## TEXT UNDER STUDY:
※
This week Matthew Harrison thinks back to the nerve-racking day his wife gave birth, and reflects on what this tells us about the different ways in which we measure customer needs
We headed down a tree-lined avenue and arrived at the hospital, an imposing building in an aspirational Connecticut suburb. A team of uniformed, white-gloved octogenarians ushered us into valet parking, transferred our belongings into a silver trolley and delicately placed my wife into a wheelchair. Our vehicle was whisked away by a Dickensian character in a towering hat. I handed $5 to his fawning colleague and scurried inside the building, behind my wife-on-wheels.
The lobby of this hospital was a thing of beauty. Cherry wood-paneled walls met lush carpets; impressionist paintings vied for wall-space with portraits of benevolent local millionaires. One dry-cleaned footman after another escorted us through elevators and corridors and – finally and breathlessly – into a spacious labour room, our personal home for the next 15 hours.
I reclined on a chaise longue, like many a husband before me. The flat-screen TV piped cheerful music into the immaculate room. I tuned my laptop into the wi-fi system and emailed my family the latest news. This room had everything a man could want. My wife seemed a bit angry about something. Must be the hormones – I’d read about that.
The next days were the most miraculous of our lives, as our baby was born and our every need attended to by this most sumptuous of hospitals. The pièce de resistance arrived the night before we returned home, as the nurses served us a complimentary meal of filet mignon and champagne, before giving our new baby a trendy T-shirt and arranging for us to meet the ‘hospital photographer’.
One sleepless night a few days later, I reflected on how lucky we were to be in America at this crucial moment in our lives. Where else would we have received such 5-star service? The hospital had not only met our expectations, it had exceeded them. The hospital had delighted us.
Speaking to a friend back in England my view was confirmed. Jon’s wife had given birth in a West Midlands hospital, behind a flimsy curtain in a room full of caterwauling mothers and hyperactive visitors. No flat-screen TV, no chaise longue for anxious husbands. Nothing more than a clock radio chained to a concrete wall and a husband that was sent home to bed when visiting hours ended.
※
## RECORDS:
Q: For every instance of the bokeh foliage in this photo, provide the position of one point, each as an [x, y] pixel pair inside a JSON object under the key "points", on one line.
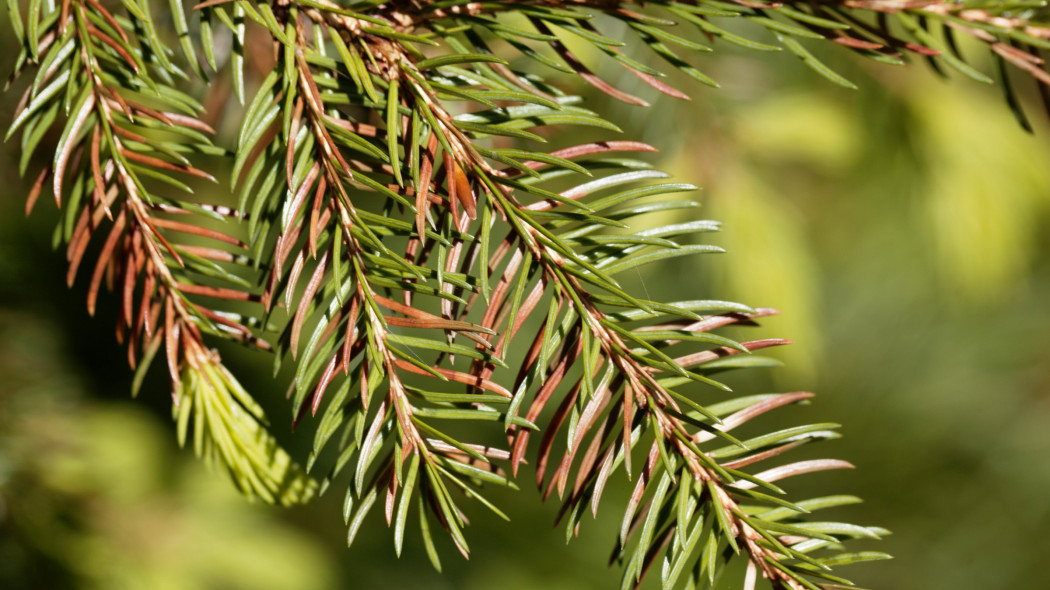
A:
{"points": [[797, 224]]}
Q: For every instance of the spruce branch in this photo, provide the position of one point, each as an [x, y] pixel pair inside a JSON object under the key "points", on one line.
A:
{"points": [[114, 164], [424, 266]]}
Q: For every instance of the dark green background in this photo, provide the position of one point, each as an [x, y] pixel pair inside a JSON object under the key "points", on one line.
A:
{"points": [[900, 228]]}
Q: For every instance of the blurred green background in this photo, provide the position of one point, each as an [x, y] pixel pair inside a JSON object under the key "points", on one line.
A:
{"points": [[902, 230]]}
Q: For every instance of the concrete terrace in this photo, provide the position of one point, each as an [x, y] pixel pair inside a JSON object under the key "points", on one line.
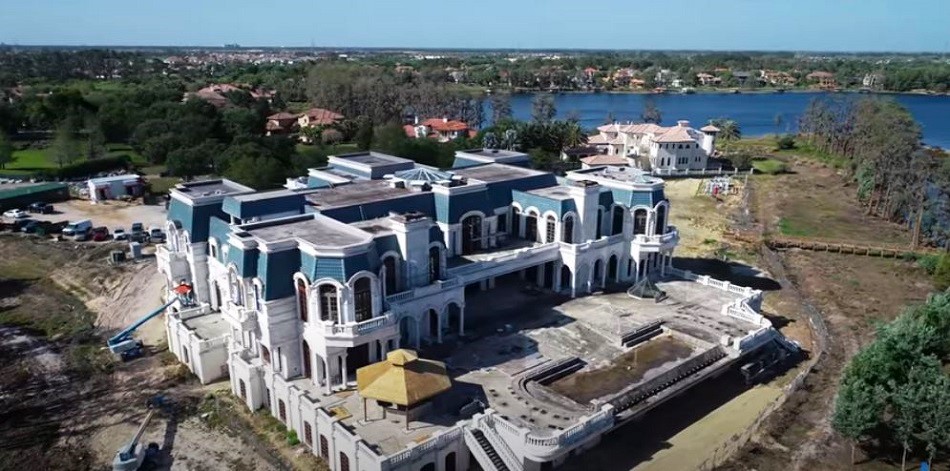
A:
{"points": [[208, 326]]}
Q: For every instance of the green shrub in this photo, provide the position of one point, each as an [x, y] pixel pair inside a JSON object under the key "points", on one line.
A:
{"points": [[786, 142], [292, 439]]}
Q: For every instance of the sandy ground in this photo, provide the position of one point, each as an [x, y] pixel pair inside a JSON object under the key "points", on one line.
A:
{"points": [[700, 219], [111, 214]]}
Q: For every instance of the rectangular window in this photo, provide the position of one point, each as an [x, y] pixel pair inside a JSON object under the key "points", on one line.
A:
{"points": [[307, 434]]}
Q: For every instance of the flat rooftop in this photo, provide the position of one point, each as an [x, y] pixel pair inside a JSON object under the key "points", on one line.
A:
{"points": [[355, 193], [211, 188], [618, 174], [371, 159], [495, 172], [208, 326], [319, 231], [557, 192], [493, 153]]}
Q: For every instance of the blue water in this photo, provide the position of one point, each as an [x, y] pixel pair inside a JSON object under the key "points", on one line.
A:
{"points": [[755, 113]]}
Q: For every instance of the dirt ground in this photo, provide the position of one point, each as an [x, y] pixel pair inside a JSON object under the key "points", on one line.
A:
{"points": [[65, 402], [112, 214], [852, 294], [700, 219]]}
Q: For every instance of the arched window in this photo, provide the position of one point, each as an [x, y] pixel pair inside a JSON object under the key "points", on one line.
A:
{"points": [[600, 222], [363, 298], [660, 220], [568, 230], [329, 302], [389, 275], [234, 285], [435, 264], [640, 221], [515, 222], [471, 234], [617, 220], [302, 300], [531, 227]]}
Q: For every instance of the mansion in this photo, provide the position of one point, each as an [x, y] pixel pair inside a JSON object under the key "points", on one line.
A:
{"points": [[653, 147], [296, 289]]}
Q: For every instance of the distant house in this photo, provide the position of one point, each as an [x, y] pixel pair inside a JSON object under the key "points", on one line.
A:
{"points": [[316, 117], [874, 81], [708, 80], [280, 123], [679, 147], [119, 186], [742, 77], [216, 94], [822, 79], [441, 129]]}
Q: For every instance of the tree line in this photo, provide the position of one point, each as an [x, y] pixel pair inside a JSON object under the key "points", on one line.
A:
{"points": [[896, 392], [879, 143]]}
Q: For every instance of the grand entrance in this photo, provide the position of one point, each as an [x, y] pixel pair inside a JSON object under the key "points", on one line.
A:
{"points": [[471, 234]]}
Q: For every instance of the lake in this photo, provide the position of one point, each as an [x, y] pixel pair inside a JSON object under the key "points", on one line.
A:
{"points": [[755, 112]]}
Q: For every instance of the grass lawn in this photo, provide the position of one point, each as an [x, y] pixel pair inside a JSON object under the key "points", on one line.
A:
{"points": [[33, 159], [769, 166]]}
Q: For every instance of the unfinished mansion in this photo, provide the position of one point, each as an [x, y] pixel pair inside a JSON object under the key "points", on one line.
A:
{"points": [[298, 288]]}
※
## REQUIREMENT 1:
Revise part of the hospital birth account, starting at the words "I reclined on" and stopping after "the ‘hospital photographer’.", with "laptop" changed to "tablet".
## REQUIREMENT 2:
Condense the paragraph of the hospital birth account that begins "Speaking to a friend back in England" into a shorter version that keeps its main facts.
## REQUIREMENT 3:
Continue the account of the hospital birth from its last sentence.

## EXPECTED OUTPUT 1:
I reclined on a chaise longue, like many a husband before me. The flat-screen TV piped cheerful music into the immaculate room. I tuned my tablet into the wi-fi system and emailed my family the latest news. This room had everything a man could want. My wife seemed a bit angry about something. Must be the hormones – I’d read about that.
The next days were the most miraculous of our lives, as our baby was born and our every need attended to by this most sumptuous of hospitals. The pièce de resistance arrived the night before we returned home, as the nurses served us a complimentary meal of filet mignon and champagne, before giving our new baby a trendy T-shirt and arranging for us to meet the ‘hospital photographer’.

## EXPECTED OUTPUT 2:
A friend in England confirmed the author's view. Jon's wife gave birth in a West Midlands hospital behind a flimsy curtain, in a room full of noisy mothers and visitors. There was no flat-screen TV or chaise longue, only a clock radio chained to a concrete wall, and Jon was sent home when visiting hours ended.

## EXPECTED OUTPUT 3:
I told Jon that his treatment had been a disgrace. The once-great nation I was proud to call home was falling into disrepair. What kind of animal gives birth without champagne, filet mignon and an unusually lush carpet? Jon was quick to correct me, pointing out that his wife was perfectly satisfied with the medical treatment she received, and that he placed more importance on that than on some pretentious undercooked steak. For good measure, he informed me that the UK health service provides a superior service to its US counterpart when it comes to childbirth, with infant mortality 30% higher and maternal mortality 15% higher in America (CIA World Factbook, UN World Population Prospects Report) . Treatment in the UK was less likely to delight but more likely to satisfy.
Our discussion illustrated a frequent dilemma for market researchers and service providers. How do we measure customer needs? If we simply ask customers what their requirements are, they typically reply with top-of-the-mind requirements that any serious player must satisfy in order to survive in the market – in other words, hygiene issues or table stakes. A hospital, for example, must deliver babies and perform operations safely in order to remain ‘in business’.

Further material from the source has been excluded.